━━ Supplied text ━━
On 8/12/2022 3:44 AM, jimc...@gmail.com wrote:
> On Thursday, August 11, 2022 at 4:02:07 PM UTC-7, gah4 wrote:
>> IA-64 is specifically designed such that the instruction set optimizes the
>> ability of the hardware to execute instructions. All the out-of-order
>> hazards are solved at compile time, such that everything happens in
>> the right order. (Part of the reason for the complication of the design,
>> and especially of writing compilers for it.)
>>
>> One problem with any RISC design, and especially with IA-64, is
>> how it scales over time. Things that made sense with the technology
>> one year, might be completely wrong not so many years later. (*)
━━━
(Exercises to complete):
1. According to the IA-64 post, when are all the out-of-order hazards solved?
2. Write out the part of the IA-64 post starting with "On 8/12/2022 3:44" and going on through "years later. (*)".
Rely only on the IA-64 post for these answers.
━━ Record list ━━
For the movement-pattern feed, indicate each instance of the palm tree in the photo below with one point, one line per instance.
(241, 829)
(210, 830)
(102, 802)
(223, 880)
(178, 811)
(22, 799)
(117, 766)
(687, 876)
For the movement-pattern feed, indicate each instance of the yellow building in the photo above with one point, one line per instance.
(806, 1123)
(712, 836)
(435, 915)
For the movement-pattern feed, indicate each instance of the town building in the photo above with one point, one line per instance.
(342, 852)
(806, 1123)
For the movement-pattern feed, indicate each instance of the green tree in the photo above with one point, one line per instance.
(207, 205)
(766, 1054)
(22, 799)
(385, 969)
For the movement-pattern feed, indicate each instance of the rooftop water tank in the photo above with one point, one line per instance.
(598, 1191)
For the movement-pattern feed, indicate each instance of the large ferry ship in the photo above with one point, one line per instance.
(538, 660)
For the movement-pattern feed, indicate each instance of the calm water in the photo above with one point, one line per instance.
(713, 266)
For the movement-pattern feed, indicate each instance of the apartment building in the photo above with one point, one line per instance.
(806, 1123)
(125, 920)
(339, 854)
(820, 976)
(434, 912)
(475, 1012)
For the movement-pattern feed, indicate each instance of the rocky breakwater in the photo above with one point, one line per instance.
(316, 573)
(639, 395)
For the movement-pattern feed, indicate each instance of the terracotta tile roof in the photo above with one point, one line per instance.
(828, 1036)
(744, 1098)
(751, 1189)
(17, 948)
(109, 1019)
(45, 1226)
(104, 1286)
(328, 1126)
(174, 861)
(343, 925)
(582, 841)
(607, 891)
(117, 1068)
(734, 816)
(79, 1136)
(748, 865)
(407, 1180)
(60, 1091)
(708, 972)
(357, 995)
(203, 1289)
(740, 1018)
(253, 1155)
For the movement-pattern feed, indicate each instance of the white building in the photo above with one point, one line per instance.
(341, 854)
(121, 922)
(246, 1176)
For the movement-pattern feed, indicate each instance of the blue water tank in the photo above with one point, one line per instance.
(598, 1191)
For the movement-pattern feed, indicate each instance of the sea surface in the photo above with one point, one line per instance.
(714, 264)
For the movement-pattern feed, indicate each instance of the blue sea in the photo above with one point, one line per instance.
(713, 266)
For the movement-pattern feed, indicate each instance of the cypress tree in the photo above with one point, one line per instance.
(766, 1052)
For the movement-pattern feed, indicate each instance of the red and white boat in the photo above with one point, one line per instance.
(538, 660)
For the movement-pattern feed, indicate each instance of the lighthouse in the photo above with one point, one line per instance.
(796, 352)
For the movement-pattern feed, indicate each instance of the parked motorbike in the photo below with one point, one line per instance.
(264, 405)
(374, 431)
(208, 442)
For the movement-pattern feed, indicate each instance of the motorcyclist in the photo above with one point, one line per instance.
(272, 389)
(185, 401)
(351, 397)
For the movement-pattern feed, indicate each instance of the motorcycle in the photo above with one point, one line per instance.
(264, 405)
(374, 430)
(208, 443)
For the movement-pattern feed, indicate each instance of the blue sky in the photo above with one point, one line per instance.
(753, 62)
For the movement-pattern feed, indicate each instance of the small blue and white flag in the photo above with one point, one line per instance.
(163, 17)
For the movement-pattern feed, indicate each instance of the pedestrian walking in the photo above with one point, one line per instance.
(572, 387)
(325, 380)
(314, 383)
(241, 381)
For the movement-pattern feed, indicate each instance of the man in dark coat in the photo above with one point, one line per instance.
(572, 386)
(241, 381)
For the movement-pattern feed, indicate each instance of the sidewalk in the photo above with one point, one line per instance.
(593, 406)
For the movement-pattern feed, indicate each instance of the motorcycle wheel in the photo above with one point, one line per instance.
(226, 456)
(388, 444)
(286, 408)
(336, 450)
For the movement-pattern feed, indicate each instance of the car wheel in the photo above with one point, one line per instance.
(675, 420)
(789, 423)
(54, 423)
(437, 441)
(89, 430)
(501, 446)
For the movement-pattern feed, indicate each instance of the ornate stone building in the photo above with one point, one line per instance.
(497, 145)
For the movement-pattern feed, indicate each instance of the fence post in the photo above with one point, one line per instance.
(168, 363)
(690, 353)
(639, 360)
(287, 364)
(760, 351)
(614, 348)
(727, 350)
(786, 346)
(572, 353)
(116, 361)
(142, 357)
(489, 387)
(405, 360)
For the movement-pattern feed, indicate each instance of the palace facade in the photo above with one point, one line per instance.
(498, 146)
━━━
(Outputs for the tasks):
1. They are solved at compile time.

2.
On 8/12/2022 3:44 AM, jimc...@gmail.com wrote:
> On Thursday, August 11, 2022 at 4:02:07 PM UTC-7, gah4 wrote:
>> IA-64 is specifically designed such that the instruction set optimizes the
>> ability of the hardware to execute instructions. All the out-of-order
>> hazards are solved at compile time, such that everything happens in
>> the right order. (Part of the reason for the complication of the design,
>> and especially of writing compilers for it.)
>>
>> One problem with any RISC design, and especially with IA-64, is
>> how it scales over time. Things that made sense with the technology
>> one year, might be completely wrong not so many years later. (*)